## 閱讀篇章

星期四, 9月 08, 2011

[自創食譜] 糖醋脆三文(Sweet and sour salmon with crispy bacon)


按此列印食譜 (Print Recipes)
檔案密碼是 (Password): tonykarenkitchen.com


[Prep 準備: 20 minutes | Cook 烹調: 25 minutes | For 份量: 4 people | Calories 熱量: 1250 (Estimated/ 估計) ]
http://tonykarenkitchen.com/
材料 Ingredients                                                   
Group A
1- 三文魚柳400克左右 (400g of Salmon fillet)

2- 中型洋蔥半個, 去衣, 切絲 (1/2 medium onion, sliced)
3- 煙肉4條, 切粒 (4 slices of bacon, diced)
4- 白肉薯仔300克, 去皮, 切件 (300g of potato, peeled, cut into section)
5- 麵粉或粟粉3湯匙 (3 tbsp of flour or corn starch)
Group B
1- 黑椒粉1茶匙(1 tsp of black pepper flake)
2- 鹽1/2茶匙 (1/2  tsp of salt)

3- 百里香香草碎1茶匙, 非必要 (1 tsp of thyme flake, optional)
http://tonykarenkitchen.com/
汁料 Seasoning                                                     
[份量只供參考 (just for reference only)]
1- (鎮江)黑醋5湯匙 5 tbsp black vinegar)
2- 生抽2茶匙 (2 tsp soy sauce)
3- 片糖1 片, 約15克 (1 slice of raw slab sugar, about 15g)

4- 熱水220毫升 (220ml of hot water)
http://tonykarenkitchen.com/
做法 Steps                                                            
1-  將三文和Group B 材料撈勻醃15分鐘, 同時將薯仔用中火煲至腍身(約20分鐘), 隔水備用, 三文兩面撲上麵粉, 易潔鑊快火落1湯匙油起鑊, 將三文兩面煎至微黃(圖1), 轉中火再煎至金黃, 上碟備用
Marinade the salmon with Group B ingredient for 15 minutes.  Meanwhile, blanch the potato until soft (about 20 minutes).  Drain it well and put it aside. Coat both side of the salmon with flour.  Heat the pan with 1 tbsp of oil.  Pan-fry the fish until both side turn brown.  Turn the heat to medium.  Continue-pan-fry the fish until golden.  Dish it up and put it aside

2- 
易潔鑊洗淨抹乾, 快火落1湯匙油起鑊, 加入煙肉, 煎至香脆, 隔油盛起, 放在三文上備用
Clean the pan and dry it well.  Heat the pan with 1 tbsp of oil over high heat again.  Pan-fry the bacon until crispy.  Drain it well.  Top it on the cooked salmon.

[相片點位標註]
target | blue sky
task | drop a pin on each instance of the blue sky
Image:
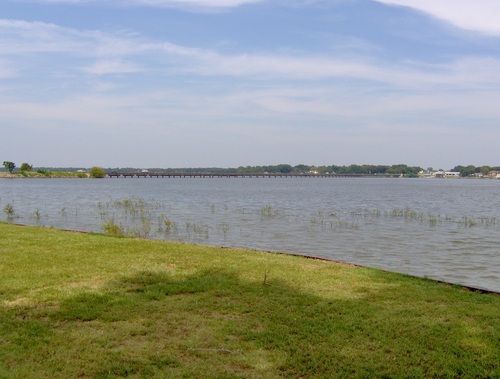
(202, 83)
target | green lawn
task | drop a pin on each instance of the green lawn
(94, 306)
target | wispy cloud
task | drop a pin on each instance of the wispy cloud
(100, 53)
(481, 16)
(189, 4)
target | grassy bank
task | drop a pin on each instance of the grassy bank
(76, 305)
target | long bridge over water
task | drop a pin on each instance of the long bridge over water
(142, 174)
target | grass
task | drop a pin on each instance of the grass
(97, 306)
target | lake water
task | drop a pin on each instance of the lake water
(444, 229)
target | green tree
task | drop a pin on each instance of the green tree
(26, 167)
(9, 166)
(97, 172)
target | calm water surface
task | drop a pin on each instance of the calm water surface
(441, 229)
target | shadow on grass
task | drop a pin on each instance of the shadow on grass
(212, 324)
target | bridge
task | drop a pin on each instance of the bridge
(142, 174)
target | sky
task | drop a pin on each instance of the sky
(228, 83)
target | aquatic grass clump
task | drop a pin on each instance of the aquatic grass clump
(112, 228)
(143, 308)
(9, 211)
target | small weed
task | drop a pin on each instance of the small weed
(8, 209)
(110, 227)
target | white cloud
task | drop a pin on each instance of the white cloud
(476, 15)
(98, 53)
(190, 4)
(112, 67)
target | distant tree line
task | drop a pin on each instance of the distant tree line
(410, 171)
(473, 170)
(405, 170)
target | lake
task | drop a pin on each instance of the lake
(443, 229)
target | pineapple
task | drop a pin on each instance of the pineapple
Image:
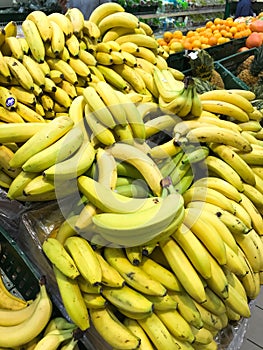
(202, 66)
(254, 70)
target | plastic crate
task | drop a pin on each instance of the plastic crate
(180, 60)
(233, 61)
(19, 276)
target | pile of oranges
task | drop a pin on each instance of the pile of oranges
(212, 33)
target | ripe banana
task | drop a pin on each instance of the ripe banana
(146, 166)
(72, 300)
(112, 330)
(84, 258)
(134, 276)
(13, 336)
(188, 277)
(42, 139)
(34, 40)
---
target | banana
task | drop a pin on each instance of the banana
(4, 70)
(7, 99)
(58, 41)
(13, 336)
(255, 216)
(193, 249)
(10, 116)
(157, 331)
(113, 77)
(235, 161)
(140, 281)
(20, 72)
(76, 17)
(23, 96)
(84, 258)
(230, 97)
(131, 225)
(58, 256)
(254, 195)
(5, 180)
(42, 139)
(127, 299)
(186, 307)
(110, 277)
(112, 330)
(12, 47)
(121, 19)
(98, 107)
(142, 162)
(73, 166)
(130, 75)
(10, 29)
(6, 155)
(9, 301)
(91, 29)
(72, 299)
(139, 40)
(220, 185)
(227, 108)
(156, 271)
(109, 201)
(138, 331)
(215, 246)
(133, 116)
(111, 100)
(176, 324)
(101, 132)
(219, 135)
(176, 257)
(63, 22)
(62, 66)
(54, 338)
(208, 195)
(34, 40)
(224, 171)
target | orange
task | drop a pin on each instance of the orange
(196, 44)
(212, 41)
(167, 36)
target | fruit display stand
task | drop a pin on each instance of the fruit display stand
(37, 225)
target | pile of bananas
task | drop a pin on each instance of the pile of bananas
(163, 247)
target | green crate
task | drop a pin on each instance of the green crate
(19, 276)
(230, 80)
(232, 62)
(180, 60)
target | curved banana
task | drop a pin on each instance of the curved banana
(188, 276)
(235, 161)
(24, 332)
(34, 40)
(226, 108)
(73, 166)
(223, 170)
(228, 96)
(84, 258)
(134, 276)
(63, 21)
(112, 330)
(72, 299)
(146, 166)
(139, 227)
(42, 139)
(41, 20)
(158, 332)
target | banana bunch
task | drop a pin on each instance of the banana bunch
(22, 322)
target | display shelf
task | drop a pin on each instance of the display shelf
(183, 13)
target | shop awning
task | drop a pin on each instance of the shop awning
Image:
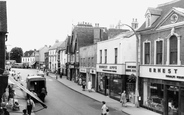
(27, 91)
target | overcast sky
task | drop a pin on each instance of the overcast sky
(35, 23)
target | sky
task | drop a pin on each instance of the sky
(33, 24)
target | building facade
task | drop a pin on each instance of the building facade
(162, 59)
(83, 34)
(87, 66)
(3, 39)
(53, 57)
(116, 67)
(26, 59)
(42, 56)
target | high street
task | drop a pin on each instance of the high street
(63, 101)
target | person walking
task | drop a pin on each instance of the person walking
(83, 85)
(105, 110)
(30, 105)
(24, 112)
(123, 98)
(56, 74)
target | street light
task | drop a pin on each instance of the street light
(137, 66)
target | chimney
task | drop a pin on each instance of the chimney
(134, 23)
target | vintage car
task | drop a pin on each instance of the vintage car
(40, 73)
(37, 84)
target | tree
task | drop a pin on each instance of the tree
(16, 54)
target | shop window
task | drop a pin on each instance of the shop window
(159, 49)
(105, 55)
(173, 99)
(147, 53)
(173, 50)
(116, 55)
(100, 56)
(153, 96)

## 任務指示
1. 能否用兩句話概括糖醋脆三文食譜？
2. 你能從糖醋脆三文食譜停下的地方延續寫下去嗎？
這些資料列與糖醋脆三文食譜毫無關係。

## 參考回覆
1. 這道糖醋脆三文供4人食用，需準備20分鐘、烹調25分鐘，材料包括三文魚柳、洋蔥、煙肉、薯仔和麵粉，汁料則有黑醋、生抽、片糖和熱水。做法是先將三文魚以黑椒粉和鹽等醃15分鐘，同時把薯仔煲至腍身，再將撲上麵粉的三文魚煎至金黃，然後把易潔鑊洗淨抹乾，將煙肉煎至香脆，隔油後放在三文魚上。

2.
3-  鑊內加入洋蔥和薯仔炒勻 (約2分鐘), 加入汁料煮至濃杰, 淋上三文上即可
Stir in the potato and mix it well.  Add in the sauce mixture.  Cook until the sauce is thicken.  Pour it over the salmon.  Serve it in hot.
 
http://tonykarenkitchen.com/
貼士 Tips                                                         
1- 煎魚要耐心一點, 煎好一面才好反去另一面煎, 如果不斷翻動, 魚就好容易弄散

2- 三文魚最好煎至9成熟, 因為全熟的話, 餘熱會令魚身過老
3- 汁料的黑醋不宜煮太耐, 否則就會失去酸味, 建議當糖全溶化後才加入

1- Do not turn the fish before one side is brown.
2- Do not overcook the fish.  It is recommended to cook it to 90% done.
3- Do not boil the black vinegar too long or it will lose the sour taste.  It is better to add in after the sugar is dissolved.


Copyright © 通之廚房. All rights reserved.
 

通少第二本食譜"倆口子風味煮" 現已發售, 大家可以在港澳三聯書店, 商務印書館及中華書局買到, 售價$48, 食譜中英對照, 以最詳細, 但最簡單的烹調方法, 和大家分享多國美食食譜, 而通少秘密食譜更比上一本更多(超過10款), 更有很多烹飪心得分享, 不是精選也絕不刊登, 而今次還有抽獎活動, 詳細情況可以按此看 看(<-按下)

希望大家多多支持, 買本來看看

4 則留言 :

  1. Can I have your email? I have some question to ask. Thank you very much!
    Hope I can hear from you soon. :)

    回覆刪除
  2. if you have any question, please ask it here...thank :D

    回覆刪除
  3. Do you know the difference between 鎮江醋 and 黑rice醋? I have both at home somehow (probably my mum left them behind), I am not sure which one to use in this recipe. 鎮江醋 looks darker and thicker for sure. I often go to your blog for cooking inspiration, Thanks.

    KK

    回覆刪除
  4. The different is taste. Like cooking wine, some has flower flavor some don't. In this recipe... use 鎮江醋 if you have it.

    回覆刪除

Related Posts Plugin for WordPress, Blogger...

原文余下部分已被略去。